Point-per-instance localization data
- - - -
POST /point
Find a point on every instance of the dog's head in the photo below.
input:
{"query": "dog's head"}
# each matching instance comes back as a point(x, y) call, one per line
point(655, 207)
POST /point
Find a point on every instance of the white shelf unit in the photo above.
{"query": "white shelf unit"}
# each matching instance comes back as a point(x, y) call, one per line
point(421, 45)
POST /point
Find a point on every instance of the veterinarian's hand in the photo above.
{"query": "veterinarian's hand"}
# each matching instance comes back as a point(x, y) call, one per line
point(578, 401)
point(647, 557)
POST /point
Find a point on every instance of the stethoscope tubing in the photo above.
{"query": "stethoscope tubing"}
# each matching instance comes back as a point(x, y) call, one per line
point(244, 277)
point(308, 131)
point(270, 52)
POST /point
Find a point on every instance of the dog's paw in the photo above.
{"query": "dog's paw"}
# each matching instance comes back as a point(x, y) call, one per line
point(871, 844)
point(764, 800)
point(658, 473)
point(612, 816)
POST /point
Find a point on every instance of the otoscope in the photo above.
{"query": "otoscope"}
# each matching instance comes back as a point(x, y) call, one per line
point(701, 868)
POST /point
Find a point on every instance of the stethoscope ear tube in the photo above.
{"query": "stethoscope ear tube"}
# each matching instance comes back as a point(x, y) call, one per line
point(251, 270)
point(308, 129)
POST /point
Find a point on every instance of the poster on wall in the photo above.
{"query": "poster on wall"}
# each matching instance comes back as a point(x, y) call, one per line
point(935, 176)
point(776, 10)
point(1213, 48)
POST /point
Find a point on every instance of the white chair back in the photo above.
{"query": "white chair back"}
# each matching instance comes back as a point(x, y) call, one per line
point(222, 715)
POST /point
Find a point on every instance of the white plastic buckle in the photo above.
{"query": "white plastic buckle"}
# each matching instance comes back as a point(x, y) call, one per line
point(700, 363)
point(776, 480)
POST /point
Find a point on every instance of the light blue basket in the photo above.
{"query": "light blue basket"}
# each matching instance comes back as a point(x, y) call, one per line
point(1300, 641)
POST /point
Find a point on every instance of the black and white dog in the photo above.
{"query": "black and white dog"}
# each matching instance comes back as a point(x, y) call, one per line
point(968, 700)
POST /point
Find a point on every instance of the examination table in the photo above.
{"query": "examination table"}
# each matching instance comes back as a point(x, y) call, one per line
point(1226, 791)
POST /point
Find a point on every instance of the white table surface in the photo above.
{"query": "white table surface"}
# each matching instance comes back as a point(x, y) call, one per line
- - - -
■ Assignment ■
Return all lines in the entries above that carry the word "poster".

■ Written answer ■
Find a point on every instance of the poster on wall in the photo above.
{"query": "poster on wall"}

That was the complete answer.